▶ [What is asked] Resume the forum thread about generating a vector highly correlated with one whose mean alone is known, continuing the text from its final sentence.

▶ [Document extract]
• • •
0

I have a vector $Y$ where I only know the mean $\overline \mu_Y$ but not the single data points.

How can I generate a vector $X$ so that $Cor(X,Y)$ is high (>0.5). Is that possible at all? What else would I have to know?

The formula for the sample Pearson correlation coefficient is:

$$ r_{xy} =\frac{\sum ^n _{i=1}(x_i - \bar{x})(y_i - \bar{y})}{\sqrt{\sum ^n _{i=1}(x_i - \bar{x})^2} \sqrt{\sum ^n _{i=1}(y_i - \bar{y})^2}} $$

spore234
  • 1,323
  • 1
  • 15
  • 31
  • Do you know *anything* more about X and Y ? – Tim Nov 06 '15 at 13:34
  • @Tim the vector X can be as I want, it is my goal to generate a vector X that is highly to correlated to Y where I only know the mean of Y. – spore234 Nov 06 '15 at 13:53
  • There are infinitely many solutions to problem defined like this. E.g. you can simply generate values from bivariate normal with all parameters set as any values besides one of the means... Also, "highly correlated" is *very* ambiguous (see example here http://stats.stackexchange.com/a/132538/35989). – Tim Nov 06 '15 at 13:59
  • @Tim thanks, I already assumed that this problem is infeasible – spore234 Nov 06 '15 at 14:01
  • Asking for a high *covariance* is unclear - what counts as "high"? Perhaps if you said you wanted to achieve a *specified* covariance, that would be clearer. I'm not sure why you jump from covariance in the second paragraph to correlation in the third. – Silverfish Nov 06 '15 at 14:22
  • @Silverfish I made it more clear and fixed the typo – spore234 Nov 06 '15 at 14:24

2 Answers2

1

Correlation is

$$ \rho_{X,Y} = {\sigma_{X,Y} \over \sigma_X \sigma_Y} $$

Your problem is that you dou don't know $\sigma_Y$, have only loose idea of desired $\rho_{X,Y}$ (> 0.5), don't know $\sigma_{X,Y}$ and allow $\sigma_X$ to be possibly any value, then there is infinitely many solutions for such problem. At the same time

I input a vector $X$ into a black box. This box knows $Y$ and spits out the correlation of $X$ and $Y$. What vector $X$ do I have to feed the box to get a high correlation.
• • •
▶ [Data lines]
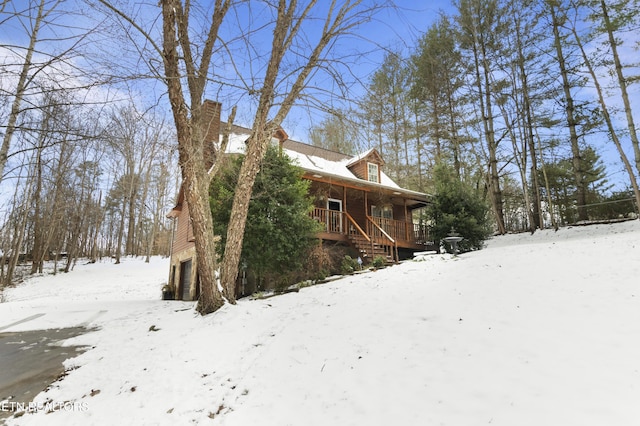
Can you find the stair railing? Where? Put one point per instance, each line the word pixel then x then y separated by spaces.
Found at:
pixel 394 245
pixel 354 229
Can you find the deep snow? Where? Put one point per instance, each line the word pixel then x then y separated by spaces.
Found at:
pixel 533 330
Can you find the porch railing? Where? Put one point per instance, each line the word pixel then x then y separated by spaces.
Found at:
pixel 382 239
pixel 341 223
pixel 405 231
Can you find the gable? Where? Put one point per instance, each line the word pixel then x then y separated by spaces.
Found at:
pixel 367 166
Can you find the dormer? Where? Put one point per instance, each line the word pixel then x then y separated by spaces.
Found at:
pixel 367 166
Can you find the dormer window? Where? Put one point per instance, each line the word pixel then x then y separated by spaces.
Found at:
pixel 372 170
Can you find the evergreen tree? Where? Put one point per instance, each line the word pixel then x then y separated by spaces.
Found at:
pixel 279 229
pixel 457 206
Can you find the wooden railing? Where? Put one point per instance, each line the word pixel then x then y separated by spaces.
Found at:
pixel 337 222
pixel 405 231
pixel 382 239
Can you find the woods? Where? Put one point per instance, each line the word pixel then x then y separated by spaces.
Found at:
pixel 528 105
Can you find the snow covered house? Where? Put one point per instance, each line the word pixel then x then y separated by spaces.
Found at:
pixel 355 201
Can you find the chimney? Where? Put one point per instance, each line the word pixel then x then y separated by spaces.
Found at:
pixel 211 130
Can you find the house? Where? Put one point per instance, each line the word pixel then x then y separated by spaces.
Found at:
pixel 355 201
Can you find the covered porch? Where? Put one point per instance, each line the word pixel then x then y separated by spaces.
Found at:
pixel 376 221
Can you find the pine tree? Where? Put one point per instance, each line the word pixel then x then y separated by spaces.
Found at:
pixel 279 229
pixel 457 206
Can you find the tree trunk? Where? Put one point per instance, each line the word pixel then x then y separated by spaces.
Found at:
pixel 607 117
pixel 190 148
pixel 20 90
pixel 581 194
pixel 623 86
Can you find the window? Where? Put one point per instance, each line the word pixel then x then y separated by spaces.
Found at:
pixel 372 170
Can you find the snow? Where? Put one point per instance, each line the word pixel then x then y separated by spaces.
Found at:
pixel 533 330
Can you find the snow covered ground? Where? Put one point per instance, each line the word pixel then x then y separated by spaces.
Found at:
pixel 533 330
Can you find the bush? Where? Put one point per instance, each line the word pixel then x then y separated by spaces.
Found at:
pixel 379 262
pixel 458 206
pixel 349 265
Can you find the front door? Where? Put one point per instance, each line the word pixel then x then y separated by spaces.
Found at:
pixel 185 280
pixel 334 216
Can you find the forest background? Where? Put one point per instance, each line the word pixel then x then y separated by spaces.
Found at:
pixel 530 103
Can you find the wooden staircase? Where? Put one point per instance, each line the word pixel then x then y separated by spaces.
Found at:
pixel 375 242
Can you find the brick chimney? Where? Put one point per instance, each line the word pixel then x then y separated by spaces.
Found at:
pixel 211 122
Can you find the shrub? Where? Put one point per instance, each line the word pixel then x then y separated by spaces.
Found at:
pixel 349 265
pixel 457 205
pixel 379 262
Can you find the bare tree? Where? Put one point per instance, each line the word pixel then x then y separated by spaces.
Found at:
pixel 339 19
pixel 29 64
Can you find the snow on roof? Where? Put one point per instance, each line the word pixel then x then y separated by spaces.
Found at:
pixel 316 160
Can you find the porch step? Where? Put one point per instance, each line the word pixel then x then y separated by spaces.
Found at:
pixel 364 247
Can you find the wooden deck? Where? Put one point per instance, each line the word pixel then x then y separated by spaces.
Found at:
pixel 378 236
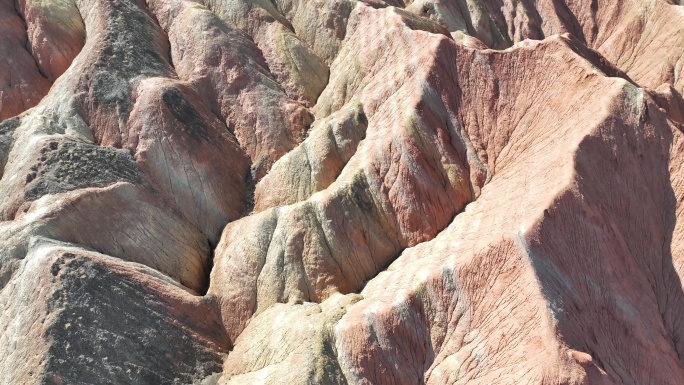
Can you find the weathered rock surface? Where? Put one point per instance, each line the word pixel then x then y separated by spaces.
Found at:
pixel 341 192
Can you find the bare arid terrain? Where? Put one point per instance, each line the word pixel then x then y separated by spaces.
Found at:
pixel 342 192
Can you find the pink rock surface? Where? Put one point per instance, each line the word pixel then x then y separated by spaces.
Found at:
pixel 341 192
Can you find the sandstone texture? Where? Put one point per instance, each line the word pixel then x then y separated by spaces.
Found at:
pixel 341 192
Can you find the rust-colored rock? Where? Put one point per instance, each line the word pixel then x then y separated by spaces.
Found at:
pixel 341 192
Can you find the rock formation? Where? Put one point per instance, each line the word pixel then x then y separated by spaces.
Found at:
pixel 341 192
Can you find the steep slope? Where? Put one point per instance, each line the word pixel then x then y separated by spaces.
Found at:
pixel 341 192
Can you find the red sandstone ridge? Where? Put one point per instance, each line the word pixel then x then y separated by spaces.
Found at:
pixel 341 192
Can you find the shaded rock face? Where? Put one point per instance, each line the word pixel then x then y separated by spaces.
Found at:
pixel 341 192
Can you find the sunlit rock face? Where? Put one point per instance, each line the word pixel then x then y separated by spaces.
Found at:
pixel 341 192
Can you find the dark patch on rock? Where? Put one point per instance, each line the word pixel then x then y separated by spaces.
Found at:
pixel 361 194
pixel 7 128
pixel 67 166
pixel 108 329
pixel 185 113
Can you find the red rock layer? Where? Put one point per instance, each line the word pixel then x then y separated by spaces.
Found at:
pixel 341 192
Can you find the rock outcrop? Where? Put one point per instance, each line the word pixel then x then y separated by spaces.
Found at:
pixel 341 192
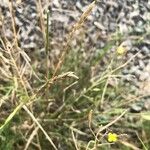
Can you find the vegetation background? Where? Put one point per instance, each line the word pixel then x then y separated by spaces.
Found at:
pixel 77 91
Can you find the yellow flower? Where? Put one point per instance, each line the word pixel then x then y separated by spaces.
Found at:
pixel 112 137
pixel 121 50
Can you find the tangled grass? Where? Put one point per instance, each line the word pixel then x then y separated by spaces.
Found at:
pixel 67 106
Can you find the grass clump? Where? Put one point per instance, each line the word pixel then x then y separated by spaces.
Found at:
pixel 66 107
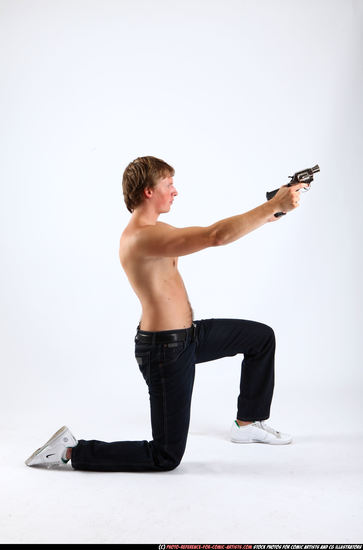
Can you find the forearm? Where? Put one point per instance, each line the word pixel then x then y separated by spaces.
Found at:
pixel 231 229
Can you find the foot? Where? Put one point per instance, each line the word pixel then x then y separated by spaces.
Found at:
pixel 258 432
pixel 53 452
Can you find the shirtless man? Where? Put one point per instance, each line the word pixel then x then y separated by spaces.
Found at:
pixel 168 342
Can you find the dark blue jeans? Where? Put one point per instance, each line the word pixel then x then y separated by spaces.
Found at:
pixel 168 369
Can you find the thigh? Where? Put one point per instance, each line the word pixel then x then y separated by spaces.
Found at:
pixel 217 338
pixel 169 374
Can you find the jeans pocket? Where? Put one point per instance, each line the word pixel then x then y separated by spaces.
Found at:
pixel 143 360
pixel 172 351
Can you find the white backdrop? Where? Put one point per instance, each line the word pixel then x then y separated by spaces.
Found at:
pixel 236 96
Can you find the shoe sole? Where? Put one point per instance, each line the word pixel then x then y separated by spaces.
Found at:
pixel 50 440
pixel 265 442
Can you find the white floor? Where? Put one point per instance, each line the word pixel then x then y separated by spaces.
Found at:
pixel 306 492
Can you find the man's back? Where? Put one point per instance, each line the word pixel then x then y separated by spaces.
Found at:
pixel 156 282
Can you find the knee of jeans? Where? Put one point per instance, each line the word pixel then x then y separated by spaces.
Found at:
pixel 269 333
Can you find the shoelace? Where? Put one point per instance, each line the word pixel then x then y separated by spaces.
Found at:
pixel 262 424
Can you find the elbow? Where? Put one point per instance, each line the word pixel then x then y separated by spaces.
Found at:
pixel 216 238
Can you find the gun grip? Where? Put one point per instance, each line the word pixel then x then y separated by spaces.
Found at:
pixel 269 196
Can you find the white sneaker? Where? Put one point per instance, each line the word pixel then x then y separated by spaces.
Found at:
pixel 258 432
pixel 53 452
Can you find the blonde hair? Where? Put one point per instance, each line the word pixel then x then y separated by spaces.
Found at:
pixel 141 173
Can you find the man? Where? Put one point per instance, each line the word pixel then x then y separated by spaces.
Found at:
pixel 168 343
• • •
▶ [Reply]
what makes your problem hopeless since among infinite possible values only some are correct. Notice also that your question is contradictory, because you say

I don't know what is in $Y$ and I cannot use it to generate $X$.

and at the same time, you want to generate $X$ such that it is dependent on $Y$ (correlation measures dependence, or degree of association). Independently of $Y$ you want to generate $X$ that is dependent on it.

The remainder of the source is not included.